## TRAVAIL DEMANDÉ
A. Déterminez combien de lignes des entrées contiennent la chaîne « striped », en respectant la casse. Indiquez seulement ce nombre.
B. Rédigez la suite du texte sur l'évolution du rôle du Commissaire du Gouvernement, à partir de sa dernière phrase.

Evolution du rôle du Commissaire du Gouvernement

Il n’y a pas si longtemps que, devant un Tribunal Administratif, le Commissaire du Gouvernement pouvait s’en remettre à la sagesse des juges et, s’il prononçait des conclusions, faire éclater une bombe sur la tête des avocats et des parties en soulevant d’office une fin de non recevoir ou un moyen inédit sans qu’il soit permis de lui répliquer.

Par ailleurs, il assistait au délibéré et il y prenait part.

A cette époque, la Cour Administrative d’Appel n’existait pas et, devant le Conseil d’Etat, si les mécanismes étaient similaires, il faut reconnaître que les conclusions des commissaires du gouvernement étaient considérées comme des monuments du droit administratif, destinées à orienter la jurisprudence et nul ne songeait à protester contre la manière dont elles étaient prononcées.

Une série ininterrompue de réformes ont totalement modifié ce paysage.

Tout a commencé en 1957 par un arrêt du Conseil d’Etat interdisant au Commissaire du Gouvernement de se dispenser de conclure. Il est vrai que c’était devant un conseil de contentieux administratif des territoires d’Outre-Mer (C.E. 10 juillet 1957 Gervaise, Rec. p. 466).

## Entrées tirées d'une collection

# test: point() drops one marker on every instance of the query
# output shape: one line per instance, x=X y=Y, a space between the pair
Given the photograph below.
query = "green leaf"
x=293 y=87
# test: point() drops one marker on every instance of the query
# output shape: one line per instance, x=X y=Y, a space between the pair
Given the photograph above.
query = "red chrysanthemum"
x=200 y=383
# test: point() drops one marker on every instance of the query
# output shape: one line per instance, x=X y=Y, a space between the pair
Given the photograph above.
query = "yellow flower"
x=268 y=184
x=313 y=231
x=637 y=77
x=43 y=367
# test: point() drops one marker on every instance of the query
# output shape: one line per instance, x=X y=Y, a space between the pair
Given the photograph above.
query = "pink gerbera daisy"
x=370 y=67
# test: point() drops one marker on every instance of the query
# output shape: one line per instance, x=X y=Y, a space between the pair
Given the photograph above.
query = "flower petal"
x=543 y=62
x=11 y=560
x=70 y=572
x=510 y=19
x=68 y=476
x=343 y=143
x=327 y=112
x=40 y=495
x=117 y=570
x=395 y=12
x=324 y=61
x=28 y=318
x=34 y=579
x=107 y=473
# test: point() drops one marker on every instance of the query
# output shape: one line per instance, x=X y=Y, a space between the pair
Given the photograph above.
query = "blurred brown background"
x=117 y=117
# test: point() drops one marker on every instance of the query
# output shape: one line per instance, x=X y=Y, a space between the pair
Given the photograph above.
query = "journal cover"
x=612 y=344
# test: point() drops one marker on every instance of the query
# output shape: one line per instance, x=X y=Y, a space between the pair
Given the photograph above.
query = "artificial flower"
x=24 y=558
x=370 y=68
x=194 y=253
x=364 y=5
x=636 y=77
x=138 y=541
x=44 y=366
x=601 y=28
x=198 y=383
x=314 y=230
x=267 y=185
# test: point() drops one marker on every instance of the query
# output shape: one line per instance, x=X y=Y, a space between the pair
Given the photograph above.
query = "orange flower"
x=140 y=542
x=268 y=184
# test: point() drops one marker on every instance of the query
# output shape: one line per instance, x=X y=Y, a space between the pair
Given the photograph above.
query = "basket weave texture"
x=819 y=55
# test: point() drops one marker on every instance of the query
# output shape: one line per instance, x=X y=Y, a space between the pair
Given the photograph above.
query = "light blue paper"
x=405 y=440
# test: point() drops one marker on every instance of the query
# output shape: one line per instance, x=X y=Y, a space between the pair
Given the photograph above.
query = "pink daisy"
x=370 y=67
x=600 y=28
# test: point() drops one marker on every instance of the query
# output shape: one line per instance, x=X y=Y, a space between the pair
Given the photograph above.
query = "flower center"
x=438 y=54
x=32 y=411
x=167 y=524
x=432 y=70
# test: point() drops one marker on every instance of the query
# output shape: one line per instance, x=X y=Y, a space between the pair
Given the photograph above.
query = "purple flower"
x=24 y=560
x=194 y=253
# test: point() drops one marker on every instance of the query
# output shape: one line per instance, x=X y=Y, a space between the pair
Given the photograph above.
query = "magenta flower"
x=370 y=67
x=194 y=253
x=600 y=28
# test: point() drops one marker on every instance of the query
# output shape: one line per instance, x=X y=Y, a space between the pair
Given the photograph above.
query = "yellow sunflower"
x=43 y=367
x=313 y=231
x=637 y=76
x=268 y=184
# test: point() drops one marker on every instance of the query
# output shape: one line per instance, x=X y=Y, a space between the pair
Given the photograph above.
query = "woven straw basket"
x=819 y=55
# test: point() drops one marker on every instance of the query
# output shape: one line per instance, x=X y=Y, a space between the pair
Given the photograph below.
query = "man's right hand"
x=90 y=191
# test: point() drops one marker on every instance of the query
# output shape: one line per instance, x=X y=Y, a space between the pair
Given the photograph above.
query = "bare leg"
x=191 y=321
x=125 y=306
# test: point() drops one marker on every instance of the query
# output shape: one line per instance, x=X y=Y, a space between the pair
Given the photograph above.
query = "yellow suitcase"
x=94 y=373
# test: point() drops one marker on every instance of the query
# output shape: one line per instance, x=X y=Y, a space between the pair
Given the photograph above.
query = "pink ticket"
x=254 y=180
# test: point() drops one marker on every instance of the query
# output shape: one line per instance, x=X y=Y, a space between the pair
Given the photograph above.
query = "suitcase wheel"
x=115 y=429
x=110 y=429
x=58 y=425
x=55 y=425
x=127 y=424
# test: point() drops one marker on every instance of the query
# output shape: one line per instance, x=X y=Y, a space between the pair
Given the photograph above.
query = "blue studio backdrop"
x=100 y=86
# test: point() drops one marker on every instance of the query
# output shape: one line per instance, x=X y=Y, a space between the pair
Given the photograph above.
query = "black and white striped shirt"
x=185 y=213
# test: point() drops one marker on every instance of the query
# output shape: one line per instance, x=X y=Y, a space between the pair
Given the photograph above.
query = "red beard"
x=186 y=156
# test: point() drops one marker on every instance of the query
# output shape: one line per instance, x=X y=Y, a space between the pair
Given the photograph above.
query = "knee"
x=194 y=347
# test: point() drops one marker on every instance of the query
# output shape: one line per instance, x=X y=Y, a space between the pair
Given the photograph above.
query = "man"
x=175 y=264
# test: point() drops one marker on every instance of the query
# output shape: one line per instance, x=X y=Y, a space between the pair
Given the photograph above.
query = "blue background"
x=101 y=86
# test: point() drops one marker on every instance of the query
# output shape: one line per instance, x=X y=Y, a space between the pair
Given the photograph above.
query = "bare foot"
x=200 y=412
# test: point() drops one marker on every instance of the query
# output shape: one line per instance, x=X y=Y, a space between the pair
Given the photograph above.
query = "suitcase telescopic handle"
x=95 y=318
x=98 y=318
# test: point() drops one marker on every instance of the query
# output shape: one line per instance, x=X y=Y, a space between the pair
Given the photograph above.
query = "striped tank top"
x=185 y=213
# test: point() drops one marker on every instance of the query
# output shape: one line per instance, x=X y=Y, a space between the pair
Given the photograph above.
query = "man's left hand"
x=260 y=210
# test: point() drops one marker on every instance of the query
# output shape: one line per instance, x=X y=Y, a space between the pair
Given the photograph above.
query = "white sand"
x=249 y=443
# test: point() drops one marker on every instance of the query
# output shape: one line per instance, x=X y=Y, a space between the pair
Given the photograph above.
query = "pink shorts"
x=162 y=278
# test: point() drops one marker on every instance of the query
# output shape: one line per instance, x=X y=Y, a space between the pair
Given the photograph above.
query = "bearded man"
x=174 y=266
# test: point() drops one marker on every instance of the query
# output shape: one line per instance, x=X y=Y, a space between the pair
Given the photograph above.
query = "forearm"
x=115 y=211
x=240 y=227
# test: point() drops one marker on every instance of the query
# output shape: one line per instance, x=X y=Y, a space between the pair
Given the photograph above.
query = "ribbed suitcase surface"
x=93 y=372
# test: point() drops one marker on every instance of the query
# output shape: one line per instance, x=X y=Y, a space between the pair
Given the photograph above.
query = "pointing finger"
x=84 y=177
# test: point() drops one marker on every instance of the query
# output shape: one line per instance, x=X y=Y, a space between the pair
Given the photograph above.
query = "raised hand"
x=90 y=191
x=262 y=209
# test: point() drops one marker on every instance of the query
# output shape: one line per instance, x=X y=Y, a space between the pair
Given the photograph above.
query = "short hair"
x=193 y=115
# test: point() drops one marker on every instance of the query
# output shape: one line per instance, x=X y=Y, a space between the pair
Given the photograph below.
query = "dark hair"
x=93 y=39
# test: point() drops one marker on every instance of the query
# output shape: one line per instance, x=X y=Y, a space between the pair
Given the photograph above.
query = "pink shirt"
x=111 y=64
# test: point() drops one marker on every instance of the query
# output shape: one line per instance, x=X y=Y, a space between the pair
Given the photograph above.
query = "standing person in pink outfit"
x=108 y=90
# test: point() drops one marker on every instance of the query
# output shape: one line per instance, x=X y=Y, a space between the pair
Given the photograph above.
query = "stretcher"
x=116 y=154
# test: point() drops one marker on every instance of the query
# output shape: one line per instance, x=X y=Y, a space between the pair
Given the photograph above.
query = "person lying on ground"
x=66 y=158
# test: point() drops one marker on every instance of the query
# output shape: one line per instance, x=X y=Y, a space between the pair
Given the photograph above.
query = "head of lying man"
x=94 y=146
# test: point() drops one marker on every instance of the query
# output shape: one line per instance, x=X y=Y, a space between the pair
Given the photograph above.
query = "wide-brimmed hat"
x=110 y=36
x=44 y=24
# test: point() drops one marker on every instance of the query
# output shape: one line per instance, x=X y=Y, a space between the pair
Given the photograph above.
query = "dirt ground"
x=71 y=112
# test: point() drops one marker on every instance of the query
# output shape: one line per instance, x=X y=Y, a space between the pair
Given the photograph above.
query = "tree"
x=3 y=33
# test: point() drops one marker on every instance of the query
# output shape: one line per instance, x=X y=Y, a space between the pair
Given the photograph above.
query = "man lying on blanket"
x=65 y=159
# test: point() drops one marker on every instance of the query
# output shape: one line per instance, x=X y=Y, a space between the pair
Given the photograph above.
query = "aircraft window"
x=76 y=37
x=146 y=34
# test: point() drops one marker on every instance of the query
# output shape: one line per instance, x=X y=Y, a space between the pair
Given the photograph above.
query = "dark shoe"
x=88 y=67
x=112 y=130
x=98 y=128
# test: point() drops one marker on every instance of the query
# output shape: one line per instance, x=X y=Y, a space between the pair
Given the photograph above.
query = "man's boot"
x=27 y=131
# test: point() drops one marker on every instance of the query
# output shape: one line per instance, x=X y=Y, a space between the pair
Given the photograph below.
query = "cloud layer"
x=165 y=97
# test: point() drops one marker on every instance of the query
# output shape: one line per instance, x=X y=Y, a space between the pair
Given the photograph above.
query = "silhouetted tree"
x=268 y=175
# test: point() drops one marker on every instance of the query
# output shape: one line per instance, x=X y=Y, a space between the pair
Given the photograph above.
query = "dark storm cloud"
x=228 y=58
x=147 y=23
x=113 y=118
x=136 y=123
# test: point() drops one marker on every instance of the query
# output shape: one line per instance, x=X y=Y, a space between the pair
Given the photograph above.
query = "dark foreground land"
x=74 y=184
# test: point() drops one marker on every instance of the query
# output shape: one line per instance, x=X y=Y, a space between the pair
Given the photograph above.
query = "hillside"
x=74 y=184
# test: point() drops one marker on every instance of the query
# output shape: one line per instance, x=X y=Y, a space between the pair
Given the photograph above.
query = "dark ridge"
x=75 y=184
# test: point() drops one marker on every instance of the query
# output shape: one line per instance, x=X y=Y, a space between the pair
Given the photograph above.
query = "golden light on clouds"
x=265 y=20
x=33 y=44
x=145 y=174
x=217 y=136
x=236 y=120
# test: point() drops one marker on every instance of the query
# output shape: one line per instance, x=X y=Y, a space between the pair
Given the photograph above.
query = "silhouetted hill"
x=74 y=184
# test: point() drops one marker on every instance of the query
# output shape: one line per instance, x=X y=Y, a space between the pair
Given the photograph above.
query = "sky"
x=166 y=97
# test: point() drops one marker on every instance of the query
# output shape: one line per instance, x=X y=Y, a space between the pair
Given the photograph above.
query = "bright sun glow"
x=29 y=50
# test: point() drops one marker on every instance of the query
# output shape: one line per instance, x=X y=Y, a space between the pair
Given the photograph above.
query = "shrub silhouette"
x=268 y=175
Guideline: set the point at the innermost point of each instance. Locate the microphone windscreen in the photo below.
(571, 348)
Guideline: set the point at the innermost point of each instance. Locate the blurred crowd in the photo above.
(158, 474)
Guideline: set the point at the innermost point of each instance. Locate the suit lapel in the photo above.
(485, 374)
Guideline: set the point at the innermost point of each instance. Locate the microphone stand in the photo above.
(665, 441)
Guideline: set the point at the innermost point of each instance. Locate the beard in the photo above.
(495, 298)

## RÉSULTATS PAR TÂCHE
A. 2

B.
Puis, il lui a été imposé de fournir des conclusions motivées (C.E. 13 juin 1975 Andrassé Rec. p.357) ce qui a été explicité par la loi du 6 janvier 1986 (art. 18) qui précise qu’il doit exposer en toute indépendance son opinion sur les circonstances de fait et les règles de droit applicables.

Il doit donc motiver ses conclusions. Cette formule a été reprise par l’article L.7 du Code de Justice Administrative.

Par ailleurs, d’autres réformes ont fait obligation au Tribunal Administratif d’avertir les parties avant tout jugement des moyens qui étaient susceptibles d’être soulevés d’office.

Cette exigence a été introduite par décret du 30 juillet 1963 (art. 54) et interdit par conséquent au Commissaire du Gouvernement de soulever dans ses conclusions une irrecevabilité ou un moyen dont les parties n’auraient pas pu débattre préalablement.

Enfin, un tournant décisif est intervenu en 2001 par l’intermédiaire de la jurisprudence de la Cour de Strasbourg (C.E.D.H. 7 juin 2001 – arrêt Kress/La France) qui a condamné la République Française en considérant comme inéquitable le caractère non contradictoire du rôle du Commissaire du Gouvernement devant la justice administrative.

A partir de cet arrêt, un débat s’est institué pour déterminer les réformes à apporter afin d’appliquer cette jurisprudence.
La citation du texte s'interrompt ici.